* [Task directions]
Could you find each line of the data below that contains the word "harvested" and copy those lines?

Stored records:
= Beginning of Section =
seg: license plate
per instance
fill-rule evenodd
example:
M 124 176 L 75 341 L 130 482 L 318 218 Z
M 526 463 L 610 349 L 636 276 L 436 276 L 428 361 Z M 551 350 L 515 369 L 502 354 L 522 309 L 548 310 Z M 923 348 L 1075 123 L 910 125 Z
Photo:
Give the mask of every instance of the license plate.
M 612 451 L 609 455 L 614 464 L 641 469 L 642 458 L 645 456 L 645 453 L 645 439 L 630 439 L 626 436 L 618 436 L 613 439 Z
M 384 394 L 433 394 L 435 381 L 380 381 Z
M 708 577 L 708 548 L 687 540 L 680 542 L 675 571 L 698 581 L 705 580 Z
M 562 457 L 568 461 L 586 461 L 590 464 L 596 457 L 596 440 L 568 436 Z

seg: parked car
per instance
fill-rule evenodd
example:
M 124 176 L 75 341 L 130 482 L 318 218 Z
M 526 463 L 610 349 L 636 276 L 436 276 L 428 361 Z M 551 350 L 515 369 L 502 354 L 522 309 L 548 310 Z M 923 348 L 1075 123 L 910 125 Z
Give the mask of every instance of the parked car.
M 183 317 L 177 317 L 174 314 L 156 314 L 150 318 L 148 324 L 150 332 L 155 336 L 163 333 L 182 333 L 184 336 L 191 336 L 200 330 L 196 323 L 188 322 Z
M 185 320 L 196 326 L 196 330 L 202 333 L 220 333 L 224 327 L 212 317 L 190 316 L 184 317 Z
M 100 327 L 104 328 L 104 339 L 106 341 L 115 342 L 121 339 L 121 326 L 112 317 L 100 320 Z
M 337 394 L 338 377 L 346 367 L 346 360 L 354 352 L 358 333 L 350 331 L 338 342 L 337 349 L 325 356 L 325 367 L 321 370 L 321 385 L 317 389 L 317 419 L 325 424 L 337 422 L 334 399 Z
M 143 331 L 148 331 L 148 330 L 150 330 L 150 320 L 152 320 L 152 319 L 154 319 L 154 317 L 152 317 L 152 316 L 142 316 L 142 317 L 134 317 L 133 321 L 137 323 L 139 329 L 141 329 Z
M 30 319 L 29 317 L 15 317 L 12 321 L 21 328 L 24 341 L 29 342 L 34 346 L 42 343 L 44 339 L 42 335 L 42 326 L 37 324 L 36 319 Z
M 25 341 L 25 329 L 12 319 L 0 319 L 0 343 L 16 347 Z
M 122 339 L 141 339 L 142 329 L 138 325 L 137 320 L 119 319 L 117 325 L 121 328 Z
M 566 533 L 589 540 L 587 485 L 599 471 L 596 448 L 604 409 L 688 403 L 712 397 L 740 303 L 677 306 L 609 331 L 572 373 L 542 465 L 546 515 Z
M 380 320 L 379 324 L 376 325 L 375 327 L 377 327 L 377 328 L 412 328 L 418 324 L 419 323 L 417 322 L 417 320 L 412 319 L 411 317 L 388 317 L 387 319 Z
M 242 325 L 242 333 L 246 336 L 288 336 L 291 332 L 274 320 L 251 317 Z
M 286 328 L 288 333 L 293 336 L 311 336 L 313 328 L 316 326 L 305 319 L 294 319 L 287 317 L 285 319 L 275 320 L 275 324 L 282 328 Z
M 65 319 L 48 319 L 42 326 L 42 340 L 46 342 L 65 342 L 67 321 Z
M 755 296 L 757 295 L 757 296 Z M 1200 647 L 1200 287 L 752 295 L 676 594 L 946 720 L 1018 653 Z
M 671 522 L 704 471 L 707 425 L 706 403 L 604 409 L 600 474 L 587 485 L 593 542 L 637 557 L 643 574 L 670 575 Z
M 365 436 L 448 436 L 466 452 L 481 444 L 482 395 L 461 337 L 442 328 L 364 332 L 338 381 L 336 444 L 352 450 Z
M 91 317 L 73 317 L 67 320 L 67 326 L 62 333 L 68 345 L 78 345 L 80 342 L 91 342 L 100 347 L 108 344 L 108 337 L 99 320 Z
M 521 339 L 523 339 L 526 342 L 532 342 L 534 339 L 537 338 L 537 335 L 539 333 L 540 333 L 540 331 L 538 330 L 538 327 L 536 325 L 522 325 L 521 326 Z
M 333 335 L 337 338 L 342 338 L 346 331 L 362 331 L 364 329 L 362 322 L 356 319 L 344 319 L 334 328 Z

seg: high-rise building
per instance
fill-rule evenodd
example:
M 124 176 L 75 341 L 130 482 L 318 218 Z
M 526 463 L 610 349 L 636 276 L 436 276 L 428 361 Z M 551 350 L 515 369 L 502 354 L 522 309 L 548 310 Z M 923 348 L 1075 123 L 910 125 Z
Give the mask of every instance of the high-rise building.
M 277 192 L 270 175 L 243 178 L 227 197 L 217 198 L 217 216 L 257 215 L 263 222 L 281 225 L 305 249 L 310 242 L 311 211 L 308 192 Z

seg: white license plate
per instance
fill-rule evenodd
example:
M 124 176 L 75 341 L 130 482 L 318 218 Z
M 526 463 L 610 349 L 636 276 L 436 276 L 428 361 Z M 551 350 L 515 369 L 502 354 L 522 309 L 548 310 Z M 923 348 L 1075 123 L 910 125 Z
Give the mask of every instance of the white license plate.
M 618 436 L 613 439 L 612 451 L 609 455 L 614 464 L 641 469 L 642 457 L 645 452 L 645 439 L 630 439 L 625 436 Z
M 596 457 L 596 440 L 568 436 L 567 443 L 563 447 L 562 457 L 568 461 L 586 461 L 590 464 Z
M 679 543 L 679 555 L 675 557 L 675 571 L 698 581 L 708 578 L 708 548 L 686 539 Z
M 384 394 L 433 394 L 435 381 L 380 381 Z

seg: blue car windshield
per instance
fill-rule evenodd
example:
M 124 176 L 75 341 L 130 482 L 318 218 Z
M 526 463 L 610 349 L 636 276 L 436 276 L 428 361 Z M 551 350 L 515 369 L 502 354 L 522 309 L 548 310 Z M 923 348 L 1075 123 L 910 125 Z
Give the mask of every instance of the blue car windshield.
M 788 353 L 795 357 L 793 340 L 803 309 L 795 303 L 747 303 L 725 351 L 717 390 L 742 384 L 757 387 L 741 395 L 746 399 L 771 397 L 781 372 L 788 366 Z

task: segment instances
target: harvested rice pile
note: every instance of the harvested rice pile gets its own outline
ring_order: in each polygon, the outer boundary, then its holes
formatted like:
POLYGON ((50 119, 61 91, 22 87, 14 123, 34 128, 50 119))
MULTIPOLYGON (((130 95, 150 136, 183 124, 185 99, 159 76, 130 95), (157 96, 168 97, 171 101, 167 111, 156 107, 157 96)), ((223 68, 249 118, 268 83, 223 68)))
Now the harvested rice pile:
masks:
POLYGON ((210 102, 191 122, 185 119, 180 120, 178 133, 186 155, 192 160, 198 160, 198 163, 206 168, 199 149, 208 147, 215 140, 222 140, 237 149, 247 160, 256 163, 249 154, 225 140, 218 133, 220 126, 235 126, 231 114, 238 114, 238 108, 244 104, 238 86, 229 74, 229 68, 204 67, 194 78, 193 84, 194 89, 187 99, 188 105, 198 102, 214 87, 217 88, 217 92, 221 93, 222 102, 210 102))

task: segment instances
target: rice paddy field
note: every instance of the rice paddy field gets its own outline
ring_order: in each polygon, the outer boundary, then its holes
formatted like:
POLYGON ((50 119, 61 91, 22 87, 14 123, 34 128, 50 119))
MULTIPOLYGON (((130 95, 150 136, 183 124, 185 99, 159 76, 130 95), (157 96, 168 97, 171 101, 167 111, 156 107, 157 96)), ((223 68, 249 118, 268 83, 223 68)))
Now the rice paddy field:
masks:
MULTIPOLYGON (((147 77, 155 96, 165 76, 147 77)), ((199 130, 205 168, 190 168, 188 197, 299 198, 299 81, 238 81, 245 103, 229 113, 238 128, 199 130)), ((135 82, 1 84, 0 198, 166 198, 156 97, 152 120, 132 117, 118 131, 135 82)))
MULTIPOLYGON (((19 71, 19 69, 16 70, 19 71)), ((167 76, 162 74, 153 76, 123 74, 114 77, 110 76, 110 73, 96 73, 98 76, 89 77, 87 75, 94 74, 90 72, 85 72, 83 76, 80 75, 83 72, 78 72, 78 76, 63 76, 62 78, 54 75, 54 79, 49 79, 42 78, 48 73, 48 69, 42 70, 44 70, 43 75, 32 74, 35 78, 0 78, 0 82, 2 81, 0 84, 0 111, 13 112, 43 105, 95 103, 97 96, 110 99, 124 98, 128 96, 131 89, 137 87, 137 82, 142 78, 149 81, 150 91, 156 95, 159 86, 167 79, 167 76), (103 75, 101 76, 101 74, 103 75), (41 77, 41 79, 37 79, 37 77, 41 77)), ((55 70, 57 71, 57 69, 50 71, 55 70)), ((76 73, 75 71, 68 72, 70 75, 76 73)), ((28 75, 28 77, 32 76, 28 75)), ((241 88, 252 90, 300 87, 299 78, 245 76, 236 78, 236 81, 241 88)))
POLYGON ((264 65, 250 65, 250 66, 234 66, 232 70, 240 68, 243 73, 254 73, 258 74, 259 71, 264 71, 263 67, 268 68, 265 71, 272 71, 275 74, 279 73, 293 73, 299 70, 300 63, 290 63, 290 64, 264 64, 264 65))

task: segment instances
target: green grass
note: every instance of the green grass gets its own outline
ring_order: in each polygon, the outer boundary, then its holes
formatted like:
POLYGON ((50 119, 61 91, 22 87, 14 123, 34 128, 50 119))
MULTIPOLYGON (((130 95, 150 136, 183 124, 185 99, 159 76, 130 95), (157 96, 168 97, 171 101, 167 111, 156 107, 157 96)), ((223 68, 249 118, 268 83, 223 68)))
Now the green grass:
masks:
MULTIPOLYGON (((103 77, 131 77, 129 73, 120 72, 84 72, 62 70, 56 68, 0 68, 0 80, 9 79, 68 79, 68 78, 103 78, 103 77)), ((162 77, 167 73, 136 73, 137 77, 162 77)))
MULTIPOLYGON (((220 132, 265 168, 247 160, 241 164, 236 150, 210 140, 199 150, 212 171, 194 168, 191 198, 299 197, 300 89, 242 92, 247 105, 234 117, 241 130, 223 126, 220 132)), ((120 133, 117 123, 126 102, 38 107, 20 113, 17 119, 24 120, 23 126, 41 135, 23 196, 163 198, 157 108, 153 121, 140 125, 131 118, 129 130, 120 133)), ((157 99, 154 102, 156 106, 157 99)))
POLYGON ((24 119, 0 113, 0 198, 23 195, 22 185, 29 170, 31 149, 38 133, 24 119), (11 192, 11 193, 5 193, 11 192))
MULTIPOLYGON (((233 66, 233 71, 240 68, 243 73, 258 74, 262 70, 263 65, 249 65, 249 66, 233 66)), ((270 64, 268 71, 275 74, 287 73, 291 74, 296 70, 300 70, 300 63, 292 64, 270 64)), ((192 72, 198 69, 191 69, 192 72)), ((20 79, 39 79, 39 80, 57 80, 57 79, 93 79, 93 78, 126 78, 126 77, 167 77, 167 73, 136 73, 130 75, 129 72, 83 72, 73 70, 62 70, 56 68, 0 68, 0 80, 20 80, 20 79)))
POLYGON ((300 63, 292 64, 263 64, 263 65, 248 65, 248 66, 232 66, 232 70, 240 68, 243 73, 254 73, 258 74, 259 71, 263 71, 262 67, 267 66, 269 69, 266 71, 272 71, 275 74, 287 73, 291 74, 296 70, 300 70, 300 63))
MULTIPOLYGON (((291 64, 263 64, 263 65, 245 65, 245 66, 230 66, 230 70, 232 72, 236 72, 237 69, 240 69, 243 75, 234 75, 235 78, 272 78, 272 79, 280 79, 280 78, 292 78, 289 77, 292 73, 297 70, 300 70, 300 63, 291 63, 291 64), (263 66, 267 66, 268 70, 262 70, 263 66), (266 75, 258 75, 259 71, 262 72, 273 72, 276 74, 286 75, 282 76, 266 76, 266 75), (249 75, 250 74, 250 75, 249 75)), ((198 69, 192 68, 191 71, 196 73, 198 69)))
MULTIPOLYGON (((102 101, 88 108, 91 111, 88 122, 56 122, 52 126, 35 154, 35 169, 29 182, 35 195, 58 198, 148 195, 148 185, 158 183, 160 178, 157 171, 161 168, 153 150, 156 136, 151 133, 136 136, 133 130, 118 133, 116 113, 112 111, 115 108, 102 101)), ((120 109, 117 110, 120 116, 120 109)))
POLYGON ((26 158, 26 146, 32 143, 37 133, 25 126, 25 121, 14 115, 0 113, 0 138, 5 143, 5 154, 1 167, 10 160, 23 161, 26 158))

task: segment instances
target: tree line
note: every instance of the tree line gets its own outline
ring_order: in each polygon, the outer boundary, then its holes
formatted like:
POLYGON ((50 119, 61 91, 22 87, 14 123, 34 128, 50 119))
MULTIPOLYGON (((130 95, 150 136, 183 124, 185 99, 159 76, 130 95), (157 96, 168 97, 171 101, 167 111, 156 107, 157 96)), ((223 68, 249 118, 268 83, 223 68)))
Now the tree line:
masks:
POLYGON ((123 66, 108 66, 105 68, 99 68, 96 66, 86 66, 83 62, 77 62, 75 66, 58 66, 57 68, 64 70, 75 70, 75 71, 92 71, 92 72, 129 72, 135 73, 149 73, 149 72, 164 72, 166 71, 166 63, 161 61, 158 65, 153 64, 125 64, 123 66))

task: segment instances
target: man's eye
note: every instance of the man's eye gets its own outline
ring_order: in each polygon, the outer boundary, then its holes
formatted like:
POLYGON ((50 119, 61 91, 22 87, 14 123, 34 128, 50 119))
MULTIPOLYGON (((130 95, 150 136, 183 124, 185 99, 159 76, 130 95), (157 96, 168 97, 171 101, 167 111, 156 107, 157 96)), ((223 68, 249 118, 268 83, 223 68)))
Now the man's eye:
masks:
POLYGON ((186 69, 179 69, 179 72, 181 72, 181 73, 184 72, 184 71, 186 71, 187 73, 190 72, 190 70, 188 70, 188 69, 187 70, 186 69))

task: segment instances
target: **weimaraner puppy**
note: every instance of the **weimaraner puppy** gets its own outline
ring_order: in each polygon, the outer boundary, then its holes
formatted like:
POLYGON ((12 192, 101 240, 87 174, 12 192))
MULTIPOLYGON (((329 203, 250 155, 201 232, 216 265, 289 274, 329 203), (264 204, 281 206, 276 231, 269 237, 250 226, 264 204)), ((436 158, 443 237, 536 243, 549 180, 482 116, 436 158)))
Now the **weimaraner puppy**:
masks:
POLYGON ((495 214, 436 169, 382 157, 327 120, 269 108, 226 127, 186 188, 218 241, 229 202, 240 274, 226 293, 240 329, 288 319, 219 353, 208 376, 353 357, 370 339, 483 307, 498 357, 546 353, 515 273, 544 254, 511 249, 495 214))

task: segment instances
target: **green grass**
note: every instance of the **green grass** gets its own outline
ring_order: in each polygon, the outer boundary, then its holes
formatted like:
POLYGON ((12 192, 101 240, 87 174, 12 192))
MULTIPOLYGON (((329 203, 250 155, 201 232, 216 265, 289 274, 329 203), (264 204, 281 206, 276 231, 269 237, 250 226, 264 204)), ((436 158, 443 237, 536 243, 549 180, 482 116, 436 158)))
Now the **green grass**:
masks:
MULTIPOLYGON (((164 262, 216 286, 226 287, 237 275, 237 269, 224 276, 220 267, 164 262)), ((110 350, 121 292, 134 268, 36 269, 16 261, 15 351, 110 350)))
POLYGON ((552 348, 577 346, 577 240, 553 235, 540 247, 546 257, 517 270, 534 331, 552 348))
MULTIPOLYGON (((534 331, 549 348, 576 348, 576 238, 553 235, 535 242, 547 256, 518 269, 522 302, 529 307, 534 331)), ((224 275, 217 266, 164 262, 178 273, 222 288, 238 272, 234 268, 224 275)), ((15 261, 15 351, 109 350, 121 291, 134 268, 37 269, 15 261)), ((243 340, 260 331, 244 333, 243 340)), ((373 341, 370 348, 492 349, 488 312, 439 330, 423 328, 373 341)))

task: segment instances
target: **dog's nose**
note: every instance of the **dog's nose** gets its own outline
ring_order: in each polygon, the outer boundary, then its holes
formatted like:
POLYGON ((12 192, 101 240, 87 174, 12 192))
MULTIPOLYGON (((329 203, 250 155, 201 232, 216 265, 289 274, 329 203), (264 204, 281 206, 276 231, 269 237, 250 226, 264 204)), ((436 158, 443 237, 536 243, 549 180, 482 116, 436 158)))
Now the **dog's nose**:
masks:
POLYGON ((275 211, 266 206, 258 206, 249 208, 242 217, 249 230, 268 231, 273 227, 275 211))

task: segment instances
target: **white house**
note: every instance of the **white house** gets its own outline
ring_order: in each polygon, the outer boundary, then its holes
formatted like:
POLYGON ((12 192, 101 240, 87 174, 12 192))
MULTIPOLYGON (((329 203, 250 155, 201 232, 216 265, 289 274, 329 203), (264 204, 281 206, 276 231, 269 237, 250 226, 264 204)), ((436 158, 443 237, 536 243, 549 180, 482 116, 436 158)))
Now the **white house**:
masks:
= End of Section =
* [Final answer]
target: harvested rice pile
note: every instance of the harvested rice pile gets its own outline
Now the harvested rice pile:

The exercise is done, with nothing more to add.